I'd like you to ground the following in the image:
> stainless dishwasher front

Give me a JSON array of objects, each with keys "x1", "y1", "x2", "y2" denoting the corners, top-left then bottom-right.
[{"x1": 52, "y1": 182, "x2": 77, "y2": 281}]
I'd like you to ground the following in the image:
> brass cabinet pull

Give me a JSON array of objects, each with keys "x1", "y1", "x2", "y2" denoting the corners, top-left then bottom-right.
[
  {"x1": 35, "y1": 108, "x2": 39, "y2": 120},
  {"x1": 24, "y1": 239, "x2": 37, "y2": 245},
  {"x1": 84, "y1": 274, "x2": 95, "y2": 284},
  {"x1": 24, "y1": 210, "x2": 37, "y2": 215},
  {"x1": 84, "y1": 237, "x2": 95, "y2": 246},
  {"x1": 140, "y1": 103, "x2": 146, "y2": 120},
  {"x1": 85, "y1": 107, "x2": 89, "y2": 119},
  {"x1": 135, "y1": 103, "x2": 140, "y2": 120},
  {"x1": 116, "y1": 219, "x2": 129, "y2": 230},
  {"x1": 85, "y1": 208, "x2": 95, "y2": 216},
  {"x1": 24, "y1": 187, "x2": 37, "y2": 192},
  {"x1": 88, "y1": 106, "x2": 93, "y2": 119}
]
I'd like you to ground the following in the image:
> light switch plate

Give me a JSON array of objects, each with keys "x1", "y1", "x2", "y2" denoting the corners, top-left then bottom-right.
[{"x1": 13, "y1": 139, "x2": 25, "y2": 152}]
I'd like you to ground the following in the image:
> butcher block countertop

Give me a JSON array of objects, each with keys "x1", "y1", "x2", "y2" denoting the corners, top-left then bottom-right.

============================================================

#### Stated exercise
Reproduce all of the material above word for word, from its first line through its last.

#### Worked solution
I'd like you to ground the following in the image:
> stainless dishwasher front

Give me a JSON array of objects, each with keys "x1", "y1", "x2", "y2" denoting the corners, top-left then bottom-right.
[{"x1": 52, "y1": 182, "x2": 77, "y2": 281}]
I'd like you to ground the following in the image:
> brass cabinet pull

Give me a JSON array of objects, each with keys "x1", "y1", "x2", "y2" denoting the corners, top-left then bottom-right.
[
  {"x1": 35, "y1": 108, "x2": 39, "y2": 120},
  {"x1": 24, "y1": 239, "x2": 37, "y2": 245},
  {"x1": 84, "y1": 274, "x2": 95, "y2": 284},
  {"x1": 24, "y1": 210, "x2": 37, "y2": 215},
  {"x1": 84, "y1": 237, "x2": 95, "y2": 246},
  {"x1": 140, "y1": 103, "x2": 146, "y2": 120},
  {"x1": 85, "y1": 107, "x2": 89, "y2": 119},
  {"x1": 135, "y1": 103, "x2": 140, "y2": 120},
  {"x1": 116, "y1": 219, "x2": 129, "y2": 230},
  {"x1": 85, "y1": 208, "x2": 95, "y2": 216},
  {"x1": 24, "y1": 187, "x2": 37, "y2": 192},
  {"x1": 88, "y1": 106, "x2": 93, "y2": 119}
]
I'd like you to ground the following in the image:
> light switch plate

Give me a JSON array of objects, each with keys "x1", "y1", "x2", "y2" denoting the corners, top-left then bottom-right.
[{"x1": 13, "y1": 139, "x2": 25, "y2": 152}]
I'd like you to ground the following in the image:
> butcher block countertop

Give me a JSON array of objects, each with keys "x1", "y1", "x2", "y2" denoting the corners, top-left then bottom-right.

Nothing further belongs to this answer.